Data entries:
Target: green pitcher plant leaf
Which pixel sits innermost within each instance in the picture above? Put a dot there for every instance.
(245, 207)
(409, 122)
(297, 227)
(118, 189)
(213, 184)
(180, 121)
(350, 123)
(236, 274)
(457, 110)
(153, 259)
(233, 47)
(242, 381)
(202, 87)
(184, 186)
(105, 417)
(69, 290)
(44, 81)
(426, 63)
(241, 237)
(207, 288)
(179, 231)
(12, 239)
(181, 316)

ACTION ITEM:
Please quote the records above exactly, without skipping a line.

ANSWER BELOW:
Target: green pitcher plant leaf
Which pixel sits innermost within each instance in the picture above? Put a dot there for every instance.
(245, 207)
(409, 122)
(297, 227)
(118, 189)
(213, 184)
(180, 121)
(350, 123)
(236, 274)
(457, 110)
(153, 259)
(233, 47)
(242, 381)
(202, 87)
(184, 186)
(105, 417)
(69, 290)
(44, 81)
(426, 63)
(241, 237)
(207, 288)
(179, 231)
(12, 239)
(181, 316)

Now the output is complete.